____ MATERIAL FOR THIS EXERCISE

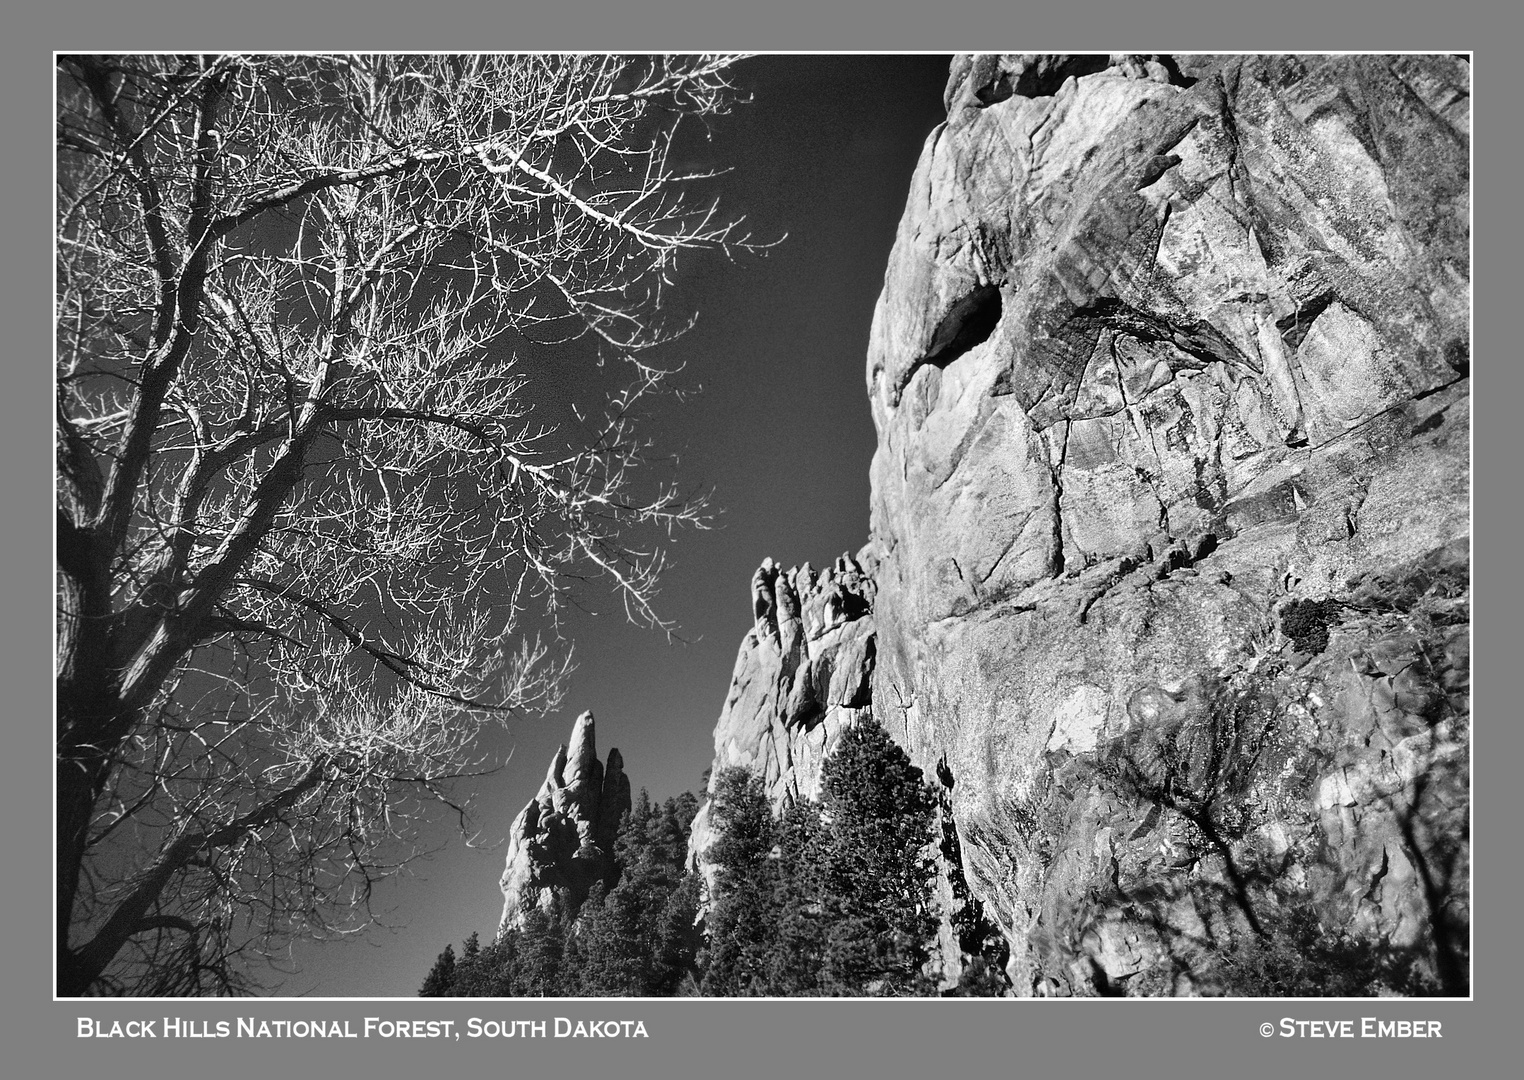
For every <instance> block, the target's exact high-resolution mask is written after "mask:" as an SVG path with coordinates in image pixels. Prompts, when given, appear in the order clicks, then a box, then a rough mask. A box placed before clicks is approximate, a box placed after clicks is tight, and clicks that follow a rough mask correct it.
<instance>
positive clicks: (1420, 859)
mask: <svg viewBox="0 0 1524 1080" xmlns="http://www.w3.org/2000/svg"><path fill="white" fill-rule="evenodd" d="M946 102H948V108H949V114H948V122H946V123H945V125H942V126H940V128H939V129H937V131H934V133H933V136H931V137H930V139H928V142H927V146H925V151H924V152H922V158H920V163H919V166H917V169H916V174H914V180H913V186H911V193H910V200H908V203H907V209H905V215H904V218H902V222H901V227H899V235H898V241H896V244H895V250H893V254H892V257H890V265H888V270H887V274H885V286H884V292H882V296H881V299H879V305H878V311H876V314H875V321H873V332H872V341H870V350H869V369H867V381H869V393H870V399H872V408H873V417H875V423H876V427H878V433H879V448H878V452H876V455H875V460H873V469H872V486H873V494H872V515H873V538H872V544H870V550H872V554H864V556H860V561H861V562H863V564H864V565H873V564H876V565H875V568H873V570H872V571H870V573H872V576H873V582H872V586H870V588H873V590H876V599H875V602H873V635H872V640H873V643H875V652H873V664H872V693H870V698H872V708H873V710H875V713H876V714H878V716H879V719H881V721H882V722H884V725H885V728H887V730H888V731H890V733H892V734H895V737H896V739H899V740H901V742H902V743H904V745H905V748H907V749H908V751H910V752H911V757H913V760H914V762H916V763H917V765H919V766H920V768H922V769H925V771H927V772H928V775H931V774H933V771H936V774H937V775H942V777H943V784H945V786H946V788H948V789H949V792H951V810H952V816H954V820H956V827H957V833H959V839H960V845H962V858H963V862H965V870H966V873H968V883H969V888H971V891H972V894H974V896H975V897H978V899H980V900H983V903H985V909H986V911H988V912H989V914H991V915H992V917H994V919H995V920H997V922H998V923H1000V926H1001V929H1003V931H1004V934H1006V937H1007V940H1009V943H1010V964H1009V969H1007V970H1009V975H1010V978H1012V984H1013V990H1015V992H1017V993H1021V995H1026V993H1053V995H1067V993H1152V995H1160V993H1215V992H1222V990H1224V989H1231V987H1233V986H1236V984H1234V983H1233V978H1231V972H1230V970H1227V966H1225V964H1227V960H1225V958H1228V957H1231V955H1234V949H1239V947H1241V946H1242V943H1245V941H1256V940H1269V938H1271V937H1273V935H1274V932H1276V928H1280V926H1288V925H1291V923H1292V922H1295V920H1297V919H1298V917H1300V914H1301V912H1315V914H1317V922H1318V926H1317V928H1315V934H1314V935H1315V937H1318V935H1320V937H1318V940H1332V938H1335V937H1337V938H1340V940H1341V941H1344V943H1346V944H1349V947H1352V949H1367V952H1369V954H1370V955H1376V954H1381V955H1385V957H1393V955H1401V957H1405V958H1407V960H1408V963H1407V964H1405V967H1404V972H1405V973H1407V975H1411V976H1413V978H1420V979H1428V984H1430V986H1439V987H1442V989H1446V990H1449V992H1457V990H1458V992H1462V993H1463V992H1465V990H1463V989H1460V987H1462V986H1463V979H1465V978H1466V975H1465V967H1466V957H1465V943H1466V938H1468V925H1469V917H1468V903H1469V900H1468V894H1466V880H1468V852H1469V848H1468V836H1466V823H1468V801H1469V800H1468V781H1469V772H1468V752H1469V695H1468V692H1466V687H1468V678H1469V676H1468V672H1469V663H1468V655H1469V644H1468V643H1469V629H1468V623H1469V337H1468V324H1469V253H1468V245H1469V232H1468V228H1469V225H1468V213H1469V203H1468V200H1469V172H1468V169H1469V165H1468V160H1469V67H1468V64H1466V62H1465V61H1463V59H1455V58H1451V56H1332V58H1320V56H1295V58H1276V56H1251V58H1241V56H1173V58H1170V56H1141V55H1113V56H974V58H960V59H959V61H957V62H956V64H954V69H952V78H951V79H949V85H948V93H946ZM764 577H767V574H764ZM768 580H770V582H776V580H777V579H768ZM771 588H773V590H774V609H776V611H779V612H782V617H780V620H779V621H777V626H779V629H777V632H776V638H774V637H771V635H770V632H768V631H767V628H771V626H773V623H771V621H770V623H767V628H765V626H764V621H762V620H760V615H759V626H757V631H756V632H753V635H751V637H748V640H747V644H745V646H744V647H742V657H741V661H739V663H738V678H736V682H735V684H733V685H732V696H730V701H728V702H727V707H725V716H724V717H722V719H721V728H719V730H716V763H721V762H736V763H757V765H760V766H762V768H765V769H767V774H768V781H770V783H771V784H773V786H774V789H796V791H808V788H809V783H808V780H805V775H806V772H808V768H809V763H817V762H818V760H820V752H818V751H820V749H824V742H826V737H824V734H820V736H811V734H809V733H811V731H812V730H814V728H812V727H811V722H809V721H808V719H800V717H820V719H824V714H821V713H820V711H818V701H820V699H818V698H815V699H811V698H809V693H811V690H800V692H799V695H797V696H796V690H794V685H796V682H797V673H799V670H800V664H802V663H803V658H805V657H806V655H809V657H811V658H812V657H814V655H815V653H814V652H809V641H811V638H809V635H808V632H805V631H800V632H797V634H792V635H791V634H789V632H785V629H783V623H785V621H788V620H791V618H792V615H791V614H789V612H791V611H792V609H791V608H789V603H792V600H789V599H785V597H780V596H776V593H777V588H776V583H774V585H771ZM792 590H794V591H792V593H788V596H789V597H794V596H797V594H799V586H792ZM1311 602H1317V603H1311ZM770 611H771V609H770ZM770 617H771V615H770ZM791 657H792V658H794V660H789V658H791ZM789 664H792V666H789ZM840 667H841V666H840V664H832V667H831V672H832V673H835V672H837V670H840ZM748 672H750V673H751V678H742V676H744V675H745V673H748ZM806 682H808V685H809V687H820V685H821V682H820V678H817V676H809V678H808V679H806ZM826 682H831V679H829V678H828V679H826ZM832 685H834V684H832ZM831 693H834V692H831ZM831 693H828V695H826V704H828V705H829V707H837V708H861V707H866V705H869V695H867V692H866V690H863V689H861V687H853V689H852V692H850V695H847V698H849V701H843V702H840V704H838V702H835V699H834V698H831ZM811 701H814V702H817V704H809V702H811ZM812 710H814V711H812ZM828 711H829V708H828ZM815 722H818V721H815ZM811 739H814V742H811ZM815 743H820V746H818V748H817V746H815ZM806 748H808V749H806ZM1298 925H1303V926H1305V920H1303V923H1298ZM1308 932H1309V934H1312V932H1314V931H1308ZM1309 940H1311V938H1309ZM1391 978H1398V975H1391Z"/></svg>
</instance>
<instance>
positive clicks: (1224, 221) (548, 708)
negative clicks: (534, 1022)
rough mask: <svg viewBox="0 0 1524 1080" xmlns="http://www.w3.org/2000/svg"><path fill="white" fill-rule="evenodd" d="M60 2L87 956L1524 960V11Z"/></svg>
mask: <svg viewBox="0 0 1524 1080" xmlns="http://www.w3.org/2000/svg"><path fill="white" fill-rule="evenodd" d="M55 62H56V97H55V101H56V163H55V178H56V192H55V218H56V238H55V239H56V251H55V254H56V265H55V274H56V306H55V315H56V344H55V355H56V455H58V457H56V474H55V475H56V490H58V524H56V536H55V548H56V567H58V612H56V699H55V701H56V748H58V756H56V778H55V798H56V820H55V844H56V852H55V870H56V882H55V902H56V928H55V935H56V937H55V946H56V961H55V979H56V984H55V990H56V995H58V996H59V998H76V996H149V998H191V996H227V995H261V996H271V995H273V996H323V998H328V996H332V998H369V996H378V998H396V996H408V995H421V996H433V998H466V996H475V998H604V996H613V998H668V996H719V998H753V996H760V998H792V996H805V998H838V996H869V998H873V996H922V998H931V996H940V998H948V996H986V998H1074V996H1081V998H1090V996H1128V998H1137V996H1146V998H1158V996H1169V998H1177V996H1187V998H1195V996H1227V998H1367V996H1370V998H1419V996H1442V998H1466V996H1468V995H1469V993H1471V951H1469V944H1471V929H1469V908H1471V890H1469V882H1471V859H1469V835H1471V832H1469V823H1471V797H1469V792H1471V783H1469V781H1471V705H1469V652H1471V647H1469V646H1471V457H1469V455H1471V425H1469V411H1471V410H1469V404H1471V379H1469V373H1471V260H1469V247H1471V200H1469V192H1471V165H1469V163H1471V143H1469V128H1471V125H1469V119H1471V93H1469V88H1471V82H1469V75H1471V58H1469V56H1466V55H1436V53H1393V55H1381V53H1335V55H1301V53H1297V55H1262V53H1248V55H1199V53H1180V55H1163V53H1068V55H1041V53H962V55H952V56H948V55H898V56H896V55H785V56H777V55H773V56H768V55H762V56H744V55H614V53H573V55H556V53H462V55H439V53H395V55H317V53H283V55H244V53H212V55H206V53H197V55H180V53H142V55H125V53H123V55H114V53H107V55H84V53H58V55H56V58H55ZM738 644H739V653H738V652H736V647H738ZM594 717H596V719H594ZM716 717H718V719H716Z"/></svg>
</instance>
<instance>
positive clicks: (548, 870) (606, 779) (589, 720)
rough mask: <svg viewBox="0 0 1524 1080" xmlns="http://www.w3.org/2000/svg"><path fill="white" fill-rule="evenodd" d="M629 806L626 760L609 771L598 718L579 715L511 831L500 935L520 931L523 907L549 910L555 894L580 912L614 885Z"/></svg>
mask: <svg viewBox="0 0 1524 1080" xmlns="http://www.w3.org/2000/svg"><path fill="white" fill-rule="evenodd" d="M629 806H631V800H629V778H628V777H626V775H625V768H623V759H622V757H620V754H619V751H617V749H610V751H608V765H607V768H605V766H604V765H602V763H600V762H599V760H597V743H596V739H594V728H593V714H591V713H582V714H581V716H579V717H578V719H576V724H575V725H573V727H571V740H570V743H568V745H565V746H561V748H559V749H558V751H556V756H555V759H553V760H552V762H550V771H549V772H547V774H546V781H544V783H543V784H541V786H539V792H538V794H536V795H535V797H533V798H532V800H530V801H529V806H526V807H524V809H523V810H521V812H520V813H518V816H517V818H515V820H514V826H512V829H511V830H509V841H507V864H506V867H504V868H503V877H501V879H500V882H498V885H500V888H501V890H503V917H501V920H500V922H498V934H500V935H501V934H503V931H506V929H509V928H512V926H518V925H520V920H521V915H523V909H524V905H526V903H533V905H539V906H546V908H549V905H550V900H552V890H555V888H561V890H565V893H567V897H568V900H570V902H571V905H573V906H576V905H579V903H582V900H584V899H587V894H588V890H591V888H593V885H594V882H599V880H602V882H608V883H613V877H614V873H616V871H614V841H616V838H617V836H619V823H620V818H623V815H625V813H628V812H629Z"/></svg>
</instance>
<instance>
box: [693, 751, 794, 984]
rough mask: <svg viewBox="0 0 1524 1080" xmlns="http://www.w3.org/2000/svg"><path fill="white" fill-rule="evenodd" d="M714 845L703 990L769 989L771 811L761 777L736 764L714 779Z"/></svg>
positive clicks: (770, 873) (770, 872)
mask: <svg viewBox="0 0 1524 1080" xmlns="http://www.w3.org/2000/svg"><path fill="white" fill-rule="evenodd" d="M710 813H712V818H713V823H715V830H716V833H718V836H716V839H715V844H713V845H712V847H710V859H712V861H713V864H715V867H716V876H715V893H716V896H715V903H713V908H712V911H710V914H709V920H707V922H709V947H707V949H706V972H704V981H703V984H701V986H703V992H704V993H706V995H712V996H733V998H739V996H751V995H757V993H765V989H767V957H768V952H770V951H771V947H773V940H771V938H773V929H774V919H773V914H774V906H773V905H774V899H773V894H774V883H776V865H774V864H773V861H771V858H770V855H771V852H773V844H774V830H773V813H771V809H770V806H768V800H767V792H765V791H764V788H762V778H760V777H757V775H756V774H753V772H750V771H748V769H742V768H732V769H725V771H722V772H721V774H719V775H718V777H716V778H715V798H713V804H712V810H710Z"/></svg>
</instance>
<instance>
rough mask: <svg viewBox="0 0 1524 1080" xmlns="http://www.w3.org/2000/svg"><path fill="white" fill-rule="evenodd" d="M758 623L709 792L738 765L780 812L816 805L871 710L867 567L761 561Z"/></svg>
mask: <svg viewBox="0 0 1524 1080" xmlns="http://www.w3.org/2000/svg"><path fill="white" fill-rule="evenodd" d="M751 611H753V615H754V617H756V623H754V626H753V628H751V631H750V632H748V634H747V637H745V640H744V641H742V643H741V652H739V653H738V657H736V667H735V673H733V675H732V679H730V692H728V695H727V696H725V705H724V708H722V710H721V714H719V721H718V724H716V725H715V763H713V768H712V774H710V794H713V783H715V777H718V774H719V771H721V769H725V768H733V766H744V768H748V769H753V771H756V772H757V774H759V775H760V777H762V778H764V781H765V783H767V789H768V795H770V797H771V800H773V806H774V807H776V809H782V807H783V806H785V804H788V803H789V801H797V800H800V798H805V800H814V798H818V797H820V766H821V763H823V762H824V759H826V756H828V754H829V752H831V748H832V746H834V745H835V742H837V737H838V736H840V733H841V730H843V727H846V725H847V724H850V722H852V721H853V719H856V717H860V716H866V714H867V711H869V704H870V693H872V676H873V658H875V650H876V644H875V634H873V617H872V611H873V564H872V559H869V558H867V553H866V551H863V553H860V554H858V556H856V558H853V556H850V554H843V556H840V558H838V559H837V561H835V564H832V565H829V567H826V568H823V570H820V571H815V570H814V568H812V567H811V565H809V564H808V562H806V564H805V565H803V567H791V568H789V570H782V568H780V567H779V565H776V564H774V562H773V559H764V562H762V565H760V567H759V568H757V571H756V573H754V574H753V576H751ZM712 841H713V830H712V827H710V823H709V803H707V801H706V803H704V806H703V807H700V812H698V816H696V818H695V820H693V830H692V838H690V841H689V850H690V852H692V861H693V864H695V865H696V867H701V868H704V870H706V873H707V870H709V864H707V862H706V859H704V852H707V850H709V845H710V842H712Z"/></svg>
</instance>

________

▶ _WHAT NEEDS TO BE DONE_: From the entries above, restate word for word the lines from the line containing "positive clicks: (1224, 221) (548, 708)" to the line containing "negative clicks: (534, 1022)", both ends included, and nothing more.

▶ _OUTPUT_:
positive clicks: (1224, 221) (548, 708)
negative clicks: (534, 1022)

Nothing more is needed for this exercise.